**TEXT EXCERPT**
•••

Weeks after the folks at Oxford Language admitted they couldn’t choose a single word to sum up 2020, they instead highlighted a host of words like “mask-shaming,” “remotely” and ,yes, “pandemic,” among other COVID-19-related words. The folks at Merriam-Webster instead decided the latter deserved to stand alone in infamy.

“Sometimes a single word defines an era, and it’s fitting in this exceptional — and exceptionally difficult — year, a single word came immediately to the fore as we examined the data that determines what our Word of the Year will be,” the dictionary’s organizers said.

Based on numbers crunched by the linguists there, the first big spike for people looking up the word “pandemic” happened on February 3, which coincides with the release from a Seattle hospital of the the first COVID-19 patient.

•••

Natural language region descriptions
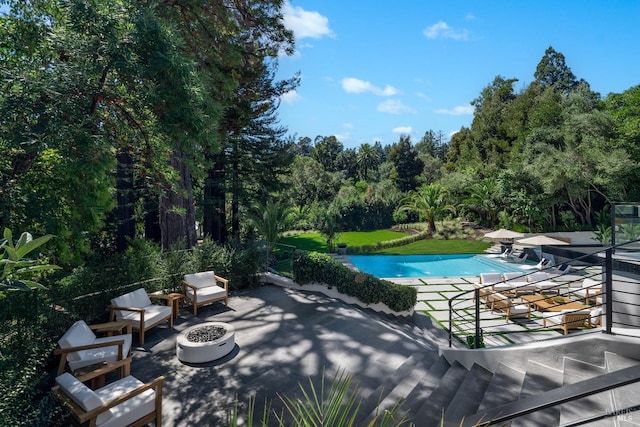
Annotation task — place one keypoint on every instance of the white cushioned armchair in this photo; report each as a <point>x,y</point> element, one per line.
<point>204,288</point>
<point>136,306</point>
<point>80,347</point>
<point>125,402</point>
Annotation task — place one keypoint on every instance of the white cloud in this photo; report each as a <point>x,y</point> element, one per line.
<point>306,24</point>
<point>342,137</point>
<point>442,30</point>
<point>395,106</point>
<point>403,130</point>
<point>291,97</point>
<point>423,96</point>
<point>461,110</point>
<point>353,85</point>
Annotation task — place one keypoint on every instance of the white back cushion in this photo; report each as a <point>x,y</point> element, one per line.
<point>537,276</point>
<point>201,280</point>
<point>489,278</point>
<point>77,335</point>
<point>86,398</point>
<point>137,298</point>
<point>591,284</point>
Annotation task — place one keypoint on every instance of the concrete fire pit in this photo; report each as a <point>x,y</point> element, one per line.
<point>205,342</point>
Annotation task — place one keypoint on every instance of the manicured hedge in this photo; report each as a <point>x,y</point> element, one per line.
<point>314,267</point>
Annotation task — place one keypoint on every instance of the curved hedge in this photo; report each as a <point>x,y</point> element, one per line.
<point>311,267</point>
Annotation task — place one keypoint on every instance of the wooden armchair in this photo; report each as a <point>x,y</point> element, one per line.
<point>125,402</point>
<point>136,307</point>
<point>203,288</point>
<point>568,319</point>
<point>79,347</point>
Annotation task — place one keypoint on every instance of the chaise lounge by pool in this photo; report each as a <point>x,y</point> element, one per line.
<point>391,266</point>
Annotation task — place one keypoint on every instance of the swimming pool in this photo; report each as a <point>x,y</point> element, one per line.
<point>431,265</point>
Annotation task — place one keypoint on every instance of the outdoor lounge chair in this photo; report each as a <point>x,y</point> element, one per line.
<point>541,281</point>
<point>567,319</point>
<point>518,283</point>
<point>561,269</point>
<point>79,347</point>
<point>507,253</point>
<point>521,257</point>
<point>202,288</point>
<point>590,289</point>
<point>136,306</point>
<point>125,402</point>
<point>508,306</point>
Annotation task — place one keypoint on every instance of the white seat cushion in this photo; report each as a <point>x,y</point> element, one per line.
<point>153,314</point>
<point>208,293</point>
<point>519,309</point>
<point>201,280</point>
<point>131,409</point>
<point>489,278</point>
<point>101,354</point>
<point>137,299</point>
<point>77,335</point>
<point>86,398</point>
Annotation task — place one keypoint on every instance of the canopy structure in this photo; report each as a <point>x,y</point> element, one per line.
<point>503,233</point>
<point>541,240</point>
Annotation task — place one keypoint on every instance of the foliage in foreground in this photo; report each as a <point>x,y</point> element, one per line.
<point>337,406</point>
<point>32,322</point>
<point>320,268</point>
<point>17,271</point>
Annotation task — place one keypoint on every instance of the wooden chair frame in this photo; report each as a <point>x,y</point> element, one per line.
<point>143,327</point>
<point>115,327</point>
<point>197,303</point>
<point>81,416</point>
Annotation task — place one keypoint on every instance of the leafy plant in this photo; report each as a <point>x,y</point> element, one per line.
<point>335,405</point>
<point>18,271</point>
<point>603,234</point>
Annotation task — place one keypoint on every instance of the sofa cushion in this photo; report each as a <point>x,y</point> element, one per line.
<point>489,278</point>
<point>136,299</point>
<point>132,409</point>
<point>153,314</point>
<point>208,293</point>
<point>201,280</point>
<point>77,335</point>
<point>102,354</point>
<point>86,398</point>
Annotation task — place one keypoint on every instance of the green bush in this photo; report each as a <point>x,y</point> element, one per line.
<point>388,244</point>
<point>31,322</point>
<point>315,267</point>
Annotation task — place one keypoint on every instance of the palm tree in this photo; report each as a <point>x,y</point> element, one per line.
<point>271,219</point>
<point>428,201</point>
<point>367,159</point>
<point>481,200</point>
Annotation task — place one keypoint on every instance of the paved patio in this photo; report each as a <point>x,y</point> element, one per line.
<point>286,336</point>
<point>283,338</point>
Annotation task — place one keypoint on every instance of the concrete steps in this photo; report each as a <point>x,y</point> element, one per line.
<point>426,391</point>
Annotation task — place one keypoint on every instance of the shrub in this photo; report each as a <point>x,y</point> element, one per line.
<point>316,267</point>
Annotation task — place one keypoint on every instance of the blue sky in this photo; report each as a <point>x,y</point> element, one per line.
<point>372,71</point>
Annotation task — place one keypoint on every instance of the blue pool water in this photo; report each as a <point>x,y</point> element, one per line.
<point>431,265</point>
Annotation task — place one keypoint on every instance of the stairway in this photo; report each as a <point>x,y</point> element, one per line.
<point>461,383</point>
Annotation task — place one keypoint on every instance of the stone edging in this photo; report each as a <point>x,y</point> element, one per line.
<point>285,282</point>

•••

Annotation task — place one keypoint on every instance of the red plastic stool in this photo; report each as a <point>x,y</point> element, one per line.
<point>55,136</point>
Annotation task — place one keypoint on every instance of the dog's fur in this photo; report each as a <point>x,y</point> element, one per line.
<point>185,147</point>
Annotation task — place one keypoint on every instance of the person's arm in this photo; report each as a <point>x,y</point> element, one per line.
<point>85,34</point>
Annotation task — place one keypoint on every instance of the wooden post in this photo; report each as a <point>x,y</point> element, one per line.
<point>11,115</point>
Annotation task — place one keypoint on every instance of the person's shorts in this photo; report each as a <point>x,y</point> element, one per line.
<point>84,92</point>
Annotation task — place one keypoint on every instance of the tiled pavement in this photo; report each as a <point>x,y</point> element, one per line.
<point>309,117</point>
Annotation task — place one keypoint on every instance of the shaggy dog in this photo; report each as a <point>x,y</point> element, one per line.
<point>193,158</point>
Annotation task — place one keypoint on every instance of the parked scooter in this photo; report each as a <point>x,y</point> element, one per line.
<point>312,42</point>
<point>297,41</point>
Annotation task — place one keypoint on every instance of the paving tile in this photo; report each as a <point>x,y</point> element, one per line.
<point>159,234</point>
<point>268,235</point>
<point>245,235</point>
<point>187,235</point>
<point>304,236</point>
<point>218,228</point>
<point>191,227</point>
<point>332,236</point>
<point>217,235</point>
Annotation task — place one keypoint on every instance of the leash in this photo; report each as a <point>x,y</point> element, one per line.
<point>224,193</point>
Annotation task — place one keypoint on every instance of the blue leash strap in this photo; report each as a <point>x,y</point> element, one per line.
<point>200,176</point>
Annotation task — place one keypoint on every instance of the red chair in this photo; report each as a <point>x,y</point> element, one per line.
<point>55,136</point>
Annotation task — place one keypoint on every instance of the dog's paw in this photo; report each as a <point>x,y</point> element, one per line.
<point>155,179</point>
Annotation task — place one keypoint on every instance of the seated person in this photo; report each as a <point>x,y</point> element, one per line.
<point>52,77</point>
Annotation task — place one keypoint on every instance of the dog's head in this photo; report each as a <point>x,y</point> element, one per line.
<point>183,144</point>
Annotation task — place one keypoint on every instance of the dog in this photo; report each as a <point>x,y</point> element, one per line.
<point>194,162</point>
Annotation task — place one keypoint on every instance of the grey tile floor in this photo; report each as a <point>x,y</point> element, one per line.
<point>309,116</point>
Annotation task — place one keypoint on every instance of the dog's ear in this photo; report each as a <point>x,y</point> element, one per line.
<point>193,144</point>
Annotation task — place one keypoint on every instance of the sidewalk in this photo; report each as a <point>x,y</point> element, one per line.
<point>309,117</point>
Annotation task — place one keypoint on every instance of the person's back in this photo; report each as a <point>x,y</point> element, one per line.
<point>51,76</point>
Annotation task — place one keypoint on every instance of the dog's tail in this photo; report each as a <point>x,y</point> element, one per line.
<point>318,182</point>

•••

**CHECK YOUR UNDERSTANDING**
1 > Could you quote the Word of the Year excerpt from "Based on numbers" to "first COVID-19 patient."?
2 > In the Word of the Year excerpt:
(a) Which dictionary picked "pandemic" to stand alone as its word for 2020?
(b) What did the folks at Oxford Language admit they couldn't do?
(c) On what date did the first big spike in lookups for "pandemic" happen?
3 > What might come next in the Word of the Year excerpt? Write a continuation that picks up after its last sentence.
The listing stands apart from the Word of the Year excerpt and is separate material.

**ANSWERS GIVEN**
1 >
Based on numbers crunched by the linguists there, the first big spike for people looking up the word “pandemic” happened on February 3, which coincides with the release from a Seattle hospital of the the first COVID-19 patient.

2 >
(a) Merriam-Webster
(b) Choose a single word to sum up 2020
(c) February 3

3 >
When the World Health Organization declared on March 11 that “COVID-19 can be characterized as a pandemic,” searches spiked to the dictionary’s highest numbers of the year, representing a jump of 115,806% over the number of people who looked that word up in 2019.

“By early March, the word was being looked up an average of 4,000% more” than in the previous year, Merriam-Webster’s announcement continued. 

The dictionary also noted other search spikes coinciding with other major events of this year, including “coronavirus,” “mamba” — which surged after the January death of Kobe “Black Mamba” Bryant — and “icon”, following the deaths of Congressman John Lewis in July and Supreme Court Justice Ruth Bader Ginsburg in September.